_Given text_
The previous US tariffs legislation has also contributed significantly to Chinese ultra fast fashion players Shein and Temu practically fattening themselves up in the US market. Previously, thanks to the de minimis "loophole", Chinese companies could send packages directly to US customers duty-free for less than $800. Trump has now (also) done away with this, so it is likely that these very low-priced products will become more expensive, even though the market for ultra fast fashion products is growing worldwide.
The problem is that Trump's tariffs will hit hardest those consumers and exporters who are already the most vulnerable: the lower social groups in the US and the developing countries that account for a large part of the clothing production in the country, as export-oriented industrialization has led to the dominance of clothing production in many Southeast Asian countries. Although apparel manufacturing is 'easy to move' and can be restructured relatively cheaply and quickly, it is also possible that if the tariffs planned by Trump (and his advisors) remain, it will redraw the apparel sourcing map and increase US apparel exports from countries that are less affected.

_Tasks to complete_
- A) In the passage on US tariffs and fast fashion, what package value did the de minimis "loophole" let Chinese companies ship duty-free to US customers?
- B) Continue the passage on US tariffs and the apparel trade from its final sentence.

_Record list_
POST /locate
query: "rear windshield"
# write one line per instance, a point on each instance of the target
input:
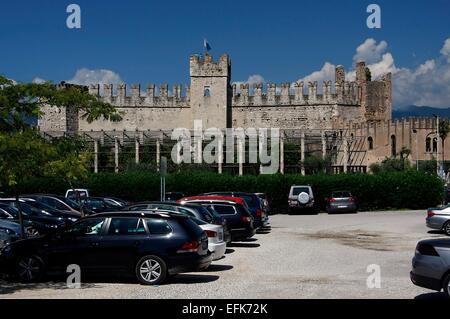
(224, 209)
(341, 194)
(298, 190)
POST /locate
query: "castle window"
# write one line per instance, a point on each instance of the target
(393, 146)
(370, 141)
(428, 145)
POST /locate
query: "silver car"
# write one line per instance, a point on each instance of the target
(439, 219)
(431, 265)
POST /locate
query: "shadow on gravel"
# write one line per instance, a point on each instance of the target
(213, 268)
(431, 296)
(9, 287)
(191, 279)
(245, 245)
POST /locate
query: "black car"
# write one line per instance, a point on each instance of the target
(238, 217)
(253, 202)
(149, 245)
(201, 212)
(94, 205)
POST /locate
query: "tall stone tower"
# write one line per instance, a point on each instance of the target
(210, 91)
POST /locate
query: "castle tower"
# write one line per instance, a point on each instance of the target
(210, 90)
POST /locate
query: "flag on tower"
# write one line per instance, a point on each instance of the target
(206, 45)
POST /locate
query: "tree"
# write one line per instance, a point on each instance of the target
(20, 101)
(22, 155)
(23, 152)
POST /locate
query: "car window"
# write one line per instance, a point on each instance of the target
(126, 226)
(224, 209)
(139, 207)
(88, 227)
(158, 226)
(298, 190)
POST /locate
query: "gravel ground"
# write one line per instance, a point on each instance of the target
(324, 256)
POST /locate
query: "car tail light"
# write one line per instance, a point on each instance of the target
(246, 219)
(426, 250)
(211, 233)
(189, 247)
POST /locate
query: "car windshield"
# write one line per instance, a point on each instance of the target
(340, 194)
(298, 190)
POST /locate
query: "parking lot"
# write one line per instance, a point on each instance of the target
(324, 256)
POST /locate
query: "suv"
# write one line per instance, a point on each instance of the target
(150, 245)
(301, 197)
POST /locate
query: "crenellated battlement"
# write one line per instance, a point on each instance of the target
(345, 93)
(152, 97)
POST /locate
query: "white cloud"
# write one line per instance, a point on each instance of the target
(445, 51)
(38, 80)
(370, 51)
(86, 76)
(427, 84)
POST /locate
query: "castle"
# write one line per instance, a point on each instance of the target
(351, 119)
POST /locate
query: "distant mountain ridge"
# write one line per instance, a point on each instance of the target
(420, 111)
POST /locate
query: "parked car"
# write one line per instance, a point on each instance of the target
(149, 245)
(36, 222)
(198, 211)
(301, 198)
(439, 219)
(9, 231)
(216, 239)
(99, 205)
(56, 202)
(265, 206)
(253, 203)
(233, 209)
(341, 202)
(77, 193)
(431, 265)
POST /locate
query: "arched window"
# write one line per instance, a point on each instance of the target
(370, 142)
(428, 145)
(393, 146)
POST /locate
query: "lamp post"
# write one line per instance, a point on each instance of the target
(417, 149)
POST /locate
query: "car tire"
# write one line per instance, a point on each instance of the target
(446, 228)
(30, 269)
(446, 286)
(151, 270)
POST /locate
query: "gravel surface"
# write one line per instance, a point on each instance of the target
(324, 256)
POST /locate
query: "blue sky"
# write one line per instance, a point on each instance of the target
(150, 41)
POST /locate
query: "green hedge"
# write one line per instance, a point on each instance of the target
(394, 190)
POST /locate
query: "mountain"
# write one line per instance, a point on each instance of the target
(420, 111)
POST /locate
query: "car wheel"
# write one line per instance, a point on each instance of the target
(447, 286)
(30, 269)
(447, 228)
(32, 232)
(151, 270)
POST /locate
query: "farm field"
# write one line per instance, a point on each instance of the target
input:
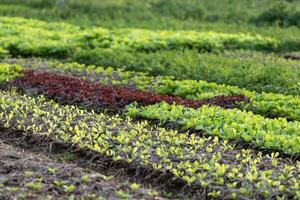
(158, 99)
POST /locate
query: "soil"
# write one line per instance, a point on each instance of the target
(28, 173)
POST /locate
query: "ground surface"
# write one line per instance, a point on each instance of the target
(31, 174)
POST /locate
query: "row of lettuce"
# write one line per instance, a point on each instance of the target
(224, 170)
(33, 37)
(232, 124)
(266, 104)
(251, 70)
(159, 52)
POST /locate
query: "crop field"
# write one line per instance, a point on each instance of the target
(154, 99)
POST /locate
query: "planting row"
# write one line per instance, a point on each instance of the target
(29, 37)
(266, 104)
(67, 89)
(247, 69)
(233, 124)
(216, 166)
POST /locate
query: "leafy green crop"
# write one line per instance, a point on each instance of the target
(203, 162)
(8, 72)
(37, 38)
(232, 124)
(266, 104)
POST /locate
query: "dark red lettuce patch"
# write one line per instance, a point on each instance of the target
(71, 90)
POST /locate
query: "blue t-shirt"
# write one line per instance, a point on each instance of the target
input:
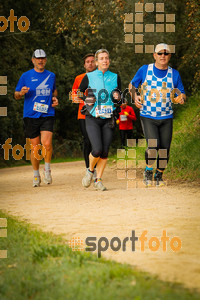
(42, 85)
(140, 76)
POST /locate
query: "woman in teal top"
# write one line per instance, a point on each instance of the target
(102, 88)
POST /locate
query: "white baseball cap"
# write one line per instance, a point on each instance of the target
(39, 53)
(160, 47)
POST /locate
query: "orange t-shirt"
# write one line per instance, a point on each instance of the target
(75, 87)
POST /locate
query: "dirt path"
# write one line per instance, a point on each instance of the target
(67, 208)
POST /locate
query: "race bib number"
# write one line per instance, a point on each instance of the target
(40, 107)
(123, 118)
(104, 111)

---

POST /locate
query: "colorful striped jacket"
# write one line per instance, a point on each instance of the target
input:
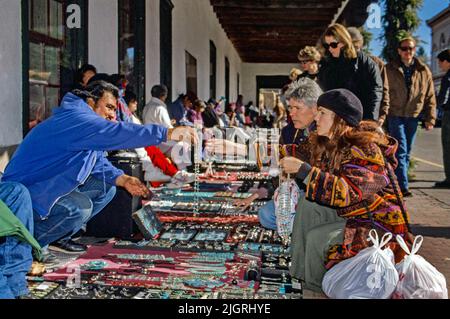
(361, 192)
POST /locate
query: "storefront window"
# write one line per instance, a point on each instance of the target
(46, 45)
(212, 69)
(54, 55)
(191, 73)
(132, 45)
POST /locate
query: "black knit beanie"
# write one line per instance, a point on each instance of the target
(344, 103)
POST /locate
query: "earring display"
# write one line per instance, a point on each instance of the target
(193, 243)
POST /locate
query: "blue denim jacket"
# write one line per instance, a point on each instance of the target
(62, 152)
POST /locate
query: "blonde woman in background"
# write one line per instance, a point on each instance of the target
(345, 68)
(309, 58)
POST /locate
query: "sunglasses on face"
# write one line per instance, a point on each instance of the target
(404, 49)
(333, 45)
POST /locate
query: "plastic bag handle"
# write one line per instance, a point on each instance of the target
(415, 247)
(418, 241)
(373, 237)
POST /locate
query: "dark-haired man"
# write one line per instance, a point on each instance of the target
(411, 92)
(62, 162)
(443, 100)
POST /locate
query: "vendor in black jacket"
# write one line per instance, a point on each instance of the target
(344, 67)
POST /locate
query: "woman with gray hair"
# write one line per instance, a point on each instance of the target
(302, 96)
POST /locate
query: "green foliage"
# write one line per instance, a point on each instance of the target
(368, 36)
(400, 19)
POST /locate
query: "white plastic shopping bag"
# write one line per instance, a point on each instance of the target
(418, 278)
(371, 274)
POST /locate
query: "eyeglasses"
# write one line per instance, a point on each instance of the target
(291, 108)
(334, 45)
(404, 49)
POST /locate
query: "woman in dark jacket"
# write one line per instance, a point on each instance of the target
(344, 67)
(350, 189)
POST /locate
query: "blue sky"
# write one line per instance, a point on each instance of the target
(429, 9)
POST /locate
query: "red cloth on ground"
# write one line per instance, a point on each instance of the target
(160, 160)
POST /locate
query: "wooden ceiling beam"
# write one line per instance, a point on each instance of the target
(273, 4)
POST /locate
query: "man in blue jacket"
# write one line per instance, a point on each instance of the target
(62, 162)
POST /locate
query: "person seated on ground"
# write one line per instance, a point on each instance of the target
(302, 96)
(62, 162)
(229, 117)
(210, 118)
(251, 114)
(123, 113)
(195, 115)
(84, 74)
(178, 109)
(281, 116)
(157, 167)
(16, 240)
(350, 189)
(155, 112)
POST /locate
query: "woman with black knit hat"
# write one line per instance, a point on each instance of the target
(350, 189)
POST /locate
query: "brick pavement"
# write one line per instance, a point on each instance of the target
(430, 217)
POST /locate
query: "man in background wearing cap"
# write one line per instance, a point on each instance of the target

--

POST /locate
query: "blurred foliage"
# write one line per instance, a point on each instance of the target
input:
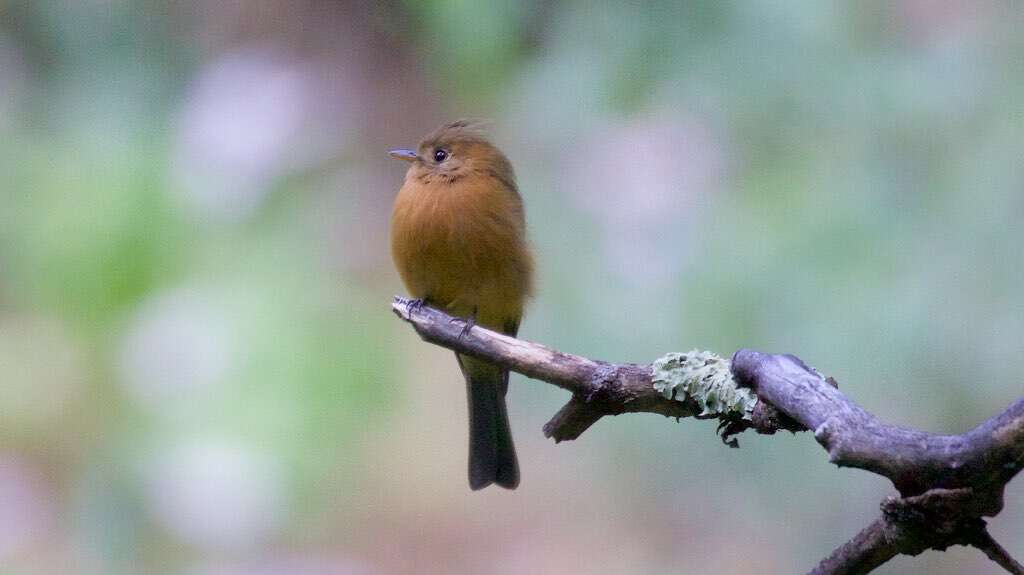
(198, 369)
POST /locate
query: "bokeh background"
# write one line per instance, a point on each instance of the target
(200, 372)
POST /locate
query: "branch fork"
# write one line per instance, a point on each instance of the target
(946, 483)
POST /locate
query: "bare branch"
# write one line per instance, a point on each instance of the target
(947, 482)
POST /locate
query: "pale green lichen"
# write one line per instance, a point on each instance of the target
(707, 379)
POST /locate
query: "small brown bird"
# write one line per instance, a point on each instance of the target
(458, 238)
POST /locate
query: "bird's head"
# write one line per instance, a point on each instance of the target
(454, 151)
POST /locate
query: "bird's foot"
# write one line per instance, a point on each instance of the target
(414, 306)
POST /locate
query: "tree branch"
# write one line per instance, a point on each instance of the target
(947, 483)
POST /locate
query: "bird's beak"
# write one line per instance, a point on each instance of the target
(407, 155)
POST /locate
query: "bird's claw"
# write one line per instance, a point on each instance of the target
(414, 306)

_Answers for this exercise_
- A) Less than $800.

- B)
Even if Trump's goal is to remove the United States from the global value chains in the name of economic nationalism, the tariffs imposed will not, of course, lead to the recovery and reconstruction of the once American textile and clothing industry. No new jobs, let alone high value-added jobs, will suddenly appear, and they will not supply the lower classes in America with affordable products. So, it is almost certain that Trump, who has announced that local manufacturing will also bring lower prices for Americans, will not be right.